● Problem description:
Convert the data below into a JSON list of strings with one string per line, omitting blank lines and leaving the pictures out of the answer.

● Data for the task:
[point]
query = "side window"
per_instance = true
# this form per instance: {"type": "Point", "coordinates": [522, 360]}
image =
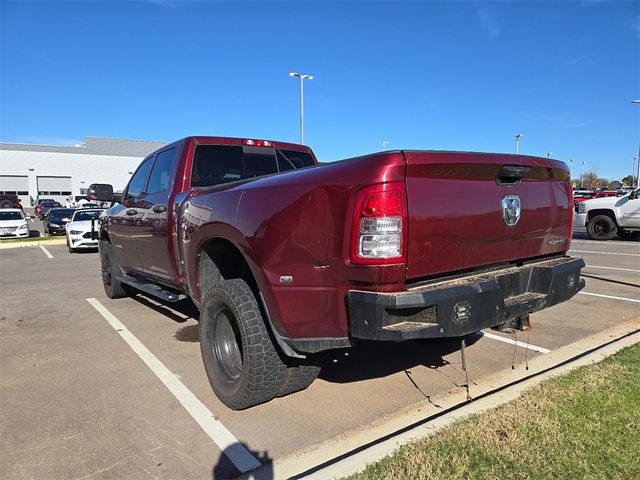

● Result below:
[
  "[point]",
  "query = \"side window\"",
  "per_instance = true",
  "# this form per instance: {\"type\": \"Point\", \"coordinates\": [522, 360]}",
  "image ="
]